### Directive
Take the data that follows and retype it word for word.

Bounding box annotation entries:
START

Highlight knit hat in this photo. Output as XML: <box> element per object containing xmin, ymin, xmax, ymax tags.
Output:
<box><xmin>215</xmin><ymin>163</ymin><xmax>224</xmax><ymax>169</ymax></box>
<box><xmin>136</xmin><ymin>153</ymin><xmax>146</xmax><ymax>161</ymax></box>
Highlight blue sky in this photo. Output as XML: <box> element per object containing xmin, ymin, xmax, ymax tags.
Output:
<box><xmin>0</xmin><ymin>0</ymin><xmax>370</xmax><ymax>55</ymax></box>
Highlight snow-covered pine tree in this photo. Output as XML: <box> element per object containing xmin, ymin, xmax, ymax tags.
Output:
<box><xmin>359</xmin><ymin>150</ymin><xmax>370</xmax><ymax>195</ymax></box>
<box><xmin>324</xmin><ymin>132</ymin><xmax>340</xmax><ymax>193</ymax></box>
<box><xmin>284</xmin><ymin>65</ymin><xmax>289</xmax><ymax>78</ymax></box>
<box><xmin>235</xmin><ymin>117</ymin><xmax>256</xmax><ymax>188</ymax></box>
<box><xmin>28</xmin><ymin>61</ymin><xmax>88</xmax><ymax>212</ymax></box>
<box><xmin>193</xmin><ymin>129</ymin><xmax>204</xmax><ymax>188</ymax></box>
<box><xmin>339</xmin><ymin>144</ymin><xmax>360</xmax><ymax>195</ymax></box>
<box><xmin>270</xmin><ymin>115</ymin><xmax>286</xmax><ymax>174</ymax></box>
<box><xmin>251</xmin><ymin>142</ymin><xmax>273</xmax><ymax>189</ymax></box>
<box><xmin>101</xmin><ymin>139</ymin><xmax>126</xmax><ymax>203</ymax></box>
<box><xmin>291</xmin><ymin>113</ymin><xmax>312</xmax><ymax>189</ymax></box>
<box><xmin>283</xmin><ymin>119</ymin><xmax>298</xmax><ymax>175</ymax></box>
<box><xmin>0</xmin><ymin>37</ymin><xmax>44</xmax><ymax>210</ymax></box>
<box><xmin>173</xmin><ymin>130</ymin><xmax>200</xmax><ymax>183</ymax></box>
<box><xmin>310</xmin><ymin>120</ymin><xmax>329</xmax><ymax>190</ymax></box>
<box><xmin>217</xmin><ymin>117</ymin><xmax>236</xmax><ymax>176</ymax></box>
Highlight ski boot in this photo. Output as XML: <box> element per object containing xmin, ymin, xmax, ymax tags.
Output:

END

### Answer to the task
Highlight knit hat in this photo. Output as XML: <box> element per object containing xmin, ymin, xmax, ymax tags.
Output:
<box><xmin>215</xmin><ymin>163</ymin><xmax>224</xmax><ymax>169</ymax></box>
<box><xmin>136</xmin><ymin>153</ymin><xmax>146</xmax><ymax>161</ymax></box>
Highlight blue sky in this photo. Output as XML: <box> element per object containing xmin, ymin, xmax, ymax tags.
Output:
<box><xmin>0</xmin><ymin>0</ymin><xmax>370</xmax><ymax>55</ymax></box>
Highlight snow-covered pine tree in this photo. Output as XML: <box> element per object containing xmin, ymin, xmax, ymax tags.
Output:
<box><xmin>359</xmin><ymin>150</ymin><xmax>370</xmax><ymax>195</ymax></box>
<box><xmin>324</xmin><ymin>132</ymin><xmax>340</xmax><ymax>193</ymax></box>
<box><xmin>284</xmin><ymin>65</ymin><xmax>289</xmax><ymax>78</ymax></box>
<box><xmin>235</xmin><ymin>117</ymin><xmax>256</xmax><ymax>188</ymax></box>
<box><xmin>28</xmin><ymin>61</ymin><xmax>88</xmax><ymax>212</ymax></box>
<box><xmin>193</xmin><ymin>129</ymin><xmax>204</xmax><ymax>188</ymax></box>
<box><xmin>339</xmin><ymin>144</ymin><xmax>360</xmax><ymax>195</ymax></box>
<box><xmin>270</xmin><ymin>115</ymin><xmax>286</xmax><ymax>174</ymax></box>
<box><xmin>251</xmin><ymin>142</ymin><xmax>273</xmax><ymax>189</ymax></box>
<box><xmin>101</xmin><ymin>139</ymin><xmax>126</xmax><ymax>203</ymax></box>
<box><xmin>291</xmin><ymin>113</ymin><xmax>312</xmax><ymax>189</ymax></box>
<box><xmin>283</xmin><ymin>119</ymin><xmax>298</xmax><ymax>175</ymax></box>
<box><xmin>0</xmin><ymin>37</ymin><xmax>44</xmax><ymax>210</ymax></box>
<box><xmin>173</xmin><ymin>130</ymin><xmax>200</xmax><ymax>183</ymax></box>
<box><xmin>310</xmin><ymin>120</ymin><xmax>329</xmax><ymax>190</ymax></box>
<box><xmin>217</xmin><ymin>117</ymin><xmax>236</xmax><ymax>176</ymax></box>
Highlight ski boot in this photo. Output as XML: <box> element per object containing xmin, ymin, xmax, ymax tags.
Output:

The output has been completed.